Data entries
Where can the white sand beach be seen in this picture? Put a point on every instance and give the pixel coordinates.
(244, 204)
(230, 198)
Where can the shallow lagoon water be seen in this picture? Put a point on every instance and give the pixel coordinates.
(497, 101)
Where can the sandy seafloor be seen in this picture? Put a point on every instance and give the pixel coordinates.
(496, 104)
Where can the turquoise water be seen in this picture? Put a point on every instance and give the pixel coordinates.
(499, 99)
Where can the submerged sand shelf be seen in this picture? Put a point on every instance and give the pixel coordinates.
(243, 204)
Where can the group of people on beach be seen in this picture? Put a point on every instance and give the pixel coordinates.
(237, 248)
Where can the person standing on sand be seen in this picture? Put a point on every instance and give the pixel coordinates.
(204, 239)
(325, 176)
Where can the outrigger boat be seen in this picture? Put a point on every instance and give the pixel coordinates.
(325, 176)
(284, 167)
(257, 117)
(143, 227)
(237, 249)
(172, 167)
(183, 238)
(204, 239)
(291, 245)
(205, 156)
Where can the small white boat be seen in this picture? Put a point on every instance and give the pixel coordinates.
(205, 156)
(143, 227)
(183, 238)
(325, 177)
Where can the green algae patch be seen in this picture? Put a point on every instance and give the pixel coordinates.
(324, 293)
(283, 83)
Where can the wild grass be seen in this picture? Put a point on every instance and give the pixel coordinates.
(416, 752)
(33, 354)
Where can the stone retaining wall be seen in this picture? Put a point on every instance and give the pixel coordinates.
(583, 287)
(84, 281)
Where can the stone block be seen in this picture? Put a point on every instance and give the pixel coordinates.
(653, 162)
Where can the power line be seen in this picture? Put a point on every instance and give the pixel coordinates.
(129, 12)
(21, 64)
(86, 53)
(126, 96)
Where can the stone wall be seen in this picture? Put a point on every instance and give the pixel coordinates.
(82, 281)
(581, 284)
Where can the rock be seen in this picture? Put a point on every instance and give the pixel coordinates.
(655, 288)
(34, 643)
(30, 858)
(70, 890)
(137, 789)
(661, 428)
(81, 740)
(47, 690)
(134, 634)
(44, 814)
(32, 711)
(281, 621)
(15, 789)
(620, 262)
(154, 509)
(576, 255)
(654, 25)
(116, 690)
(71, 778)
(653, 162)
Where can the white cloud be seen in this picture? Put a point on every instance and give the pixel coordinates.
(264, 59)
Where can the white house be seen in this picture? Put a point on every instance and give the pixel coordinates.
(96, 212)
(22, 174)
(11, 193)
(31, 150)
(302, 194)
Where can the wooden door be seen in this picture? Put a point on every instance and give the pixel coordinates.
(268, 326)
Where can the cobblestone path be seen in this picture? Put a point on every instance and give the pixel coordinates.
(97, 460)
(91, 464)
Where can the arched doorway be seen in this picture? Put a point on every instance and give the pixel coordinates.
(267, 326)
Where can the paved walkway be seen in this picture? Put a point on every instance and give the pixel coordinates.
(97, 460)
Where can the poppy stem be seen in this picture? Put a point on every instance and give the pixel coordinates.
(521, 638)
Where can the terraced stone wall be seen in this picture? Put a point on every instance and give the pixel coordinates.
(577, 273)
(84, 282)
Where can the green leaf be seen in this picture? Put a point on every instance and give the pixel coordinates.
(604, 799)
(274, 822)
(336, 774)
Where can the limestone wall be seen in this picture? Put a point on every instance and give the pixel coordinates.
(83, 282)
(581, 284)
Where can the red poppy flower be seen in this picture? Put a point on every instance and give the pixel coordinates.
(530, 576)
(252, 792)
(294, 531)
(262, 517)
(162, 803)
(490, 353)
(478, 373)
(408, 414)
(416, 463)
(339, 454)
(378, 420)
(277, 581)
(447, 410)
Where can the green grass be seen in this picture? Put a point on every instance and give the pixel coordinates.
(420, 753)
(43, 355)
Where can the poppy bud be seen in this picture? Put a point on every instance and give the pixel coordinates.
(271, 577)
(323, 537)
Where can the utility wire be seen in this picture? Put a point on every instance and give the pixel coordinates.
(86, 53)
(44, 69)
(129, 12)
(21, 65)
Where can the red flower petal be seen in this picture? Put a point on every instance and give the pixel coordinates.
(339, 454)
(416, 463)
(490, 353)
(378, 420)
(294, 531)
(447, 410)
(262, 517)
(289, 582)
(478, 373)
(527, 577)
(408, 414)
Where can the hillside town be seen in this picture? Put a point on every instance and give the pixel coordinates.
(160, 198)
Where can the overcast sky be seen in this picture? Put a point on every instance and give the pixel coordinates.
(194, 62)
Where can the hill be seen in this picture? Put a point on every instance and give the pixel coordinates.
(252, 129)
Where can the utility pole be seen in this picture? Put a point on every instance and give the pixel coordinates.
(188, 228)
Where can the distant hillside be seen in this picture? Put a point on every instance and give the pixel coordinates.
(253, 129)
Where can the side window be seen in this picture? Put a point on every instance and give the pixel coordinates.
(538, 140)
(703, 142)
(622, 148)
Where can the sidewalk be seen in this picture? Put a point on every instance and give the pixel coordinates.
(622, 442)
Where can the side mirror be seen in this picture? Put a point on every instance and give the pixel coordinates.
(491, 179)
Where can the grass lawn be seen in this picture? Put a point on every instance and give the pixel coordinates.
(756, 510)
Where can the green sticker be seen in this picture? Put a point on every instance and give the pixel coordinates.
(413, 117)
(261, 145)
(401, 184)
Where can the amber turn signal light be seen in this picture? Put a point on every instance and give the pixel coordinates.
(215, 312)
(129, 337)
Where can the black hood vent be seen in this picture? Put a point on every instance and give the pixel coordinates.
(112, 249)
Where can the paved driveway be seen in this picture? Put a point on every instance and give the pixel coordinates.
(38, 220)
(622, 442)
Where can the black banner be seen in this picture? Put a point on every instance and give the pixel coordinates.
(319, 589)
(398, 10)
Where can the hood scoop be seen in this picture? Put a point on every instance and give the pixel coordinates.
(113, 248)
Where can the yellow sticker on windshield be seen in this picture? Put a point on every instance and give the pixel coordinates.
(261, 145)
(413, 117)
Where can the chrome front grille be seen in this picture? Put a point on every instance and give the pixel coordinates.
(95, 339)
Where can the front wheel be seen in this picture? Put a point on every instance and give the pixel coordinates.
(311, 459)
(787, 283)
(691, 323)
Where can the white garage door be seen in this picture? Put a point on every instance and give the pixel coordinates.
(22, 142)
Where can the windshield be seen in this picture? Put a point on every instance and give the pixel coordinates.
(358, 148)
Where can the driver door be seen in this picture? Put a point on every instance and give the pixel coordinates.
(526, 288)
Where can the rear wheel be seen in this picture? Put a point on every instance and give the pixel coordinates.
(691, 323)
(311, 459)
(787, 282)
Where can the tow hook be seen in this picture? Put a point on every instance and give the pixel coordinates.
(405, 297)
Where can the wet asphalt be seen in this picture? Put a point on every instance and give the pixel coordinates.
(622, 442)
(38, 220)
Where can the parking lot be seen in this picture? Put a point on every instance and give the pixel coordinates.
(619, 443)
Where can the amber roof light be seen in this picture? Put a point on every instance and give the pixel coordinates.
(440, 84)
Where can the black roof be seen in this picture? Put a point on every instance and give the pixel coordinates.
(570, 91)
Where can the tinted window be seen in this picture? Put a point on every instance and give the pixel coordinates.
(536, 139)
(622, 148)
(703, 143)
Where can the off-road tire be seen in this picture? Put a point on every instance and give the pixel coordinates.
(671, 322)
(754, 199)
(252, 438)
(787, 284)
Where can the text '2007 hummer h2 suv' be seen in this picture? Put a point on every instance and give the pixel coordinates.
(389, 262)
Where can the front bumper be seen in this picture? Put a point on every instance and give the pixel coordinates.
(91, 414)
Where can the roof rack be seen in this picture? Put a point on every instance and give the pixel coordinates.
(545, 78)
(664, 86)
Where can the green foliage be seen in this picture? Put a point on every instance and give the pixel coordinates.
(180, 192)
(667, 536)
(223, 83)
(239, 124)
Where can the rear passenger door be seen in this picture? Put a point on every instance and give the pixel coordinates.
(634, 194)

Your goal
Set down exactly the lines that begin with the one containing "Where can the roof" and end with the last line above, and no others.

Exercise solution
Where can the roof rack be seen in this picture? Put a point on every instance and give the pixel coordinates.
(545, 78)
(664, 86)
Where can the green foliage be seen in this picture? Put a point on every instance and give the pixel coordinates.
(180, 192)
(667, 536)
(223, 83)
(239, 124)
Where can the rear passenger door be seen in this picture? Put a point on every instance and give the pixel coordinates.
(634, 194)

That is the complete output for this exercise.